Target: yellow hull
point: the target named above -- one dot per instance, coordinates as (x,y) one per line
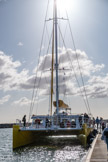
(23,138)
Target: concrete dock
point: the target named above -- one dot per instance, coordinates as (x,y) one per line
(98,151)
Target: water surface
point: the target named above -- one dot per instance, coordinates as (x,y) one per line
(53,150)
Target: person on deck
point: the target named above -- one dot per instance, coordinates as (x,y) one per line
(24,120)
(105,136)
(97,122)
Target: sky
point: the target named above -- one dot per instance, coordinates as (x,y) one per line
(21,27)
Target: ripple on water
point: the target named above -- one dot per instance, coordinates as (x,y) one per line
(53,150)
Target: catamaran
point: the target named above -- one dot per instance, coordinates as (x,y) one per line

===============

**Short exercise:** Print all of the items above verbatim, leaving out the picture.

**Solution to this task:**
Target: yellow hull
point: the target named above -- one dot per instance, coordinates as (x,y) one per line
(23,138)
Target: concrete dock
point: the target named above -- one dot per instance, coordinates as (x,y) one per line
(98,151)
Target: water surface
point: the target named above -- one dot per instance, coordinates as (x,y) one per line
(53,150)
Target: person on deck
point: the target named above -- one dot per instance, coordinates as (x,y) one per line
(24,120)
(105,136)
(97,122)
Target: sky
point: the target named above -- one dot per instance, coordinates as (x,y) one per line
(21,27)
Target: ripple on water
point: the target named above -- one dot per instance, coordinates as (x,y) one per line
(53,150)
Target: catamaran
point: the target named above -- one dot per instance, coordinates as (x,y) one per line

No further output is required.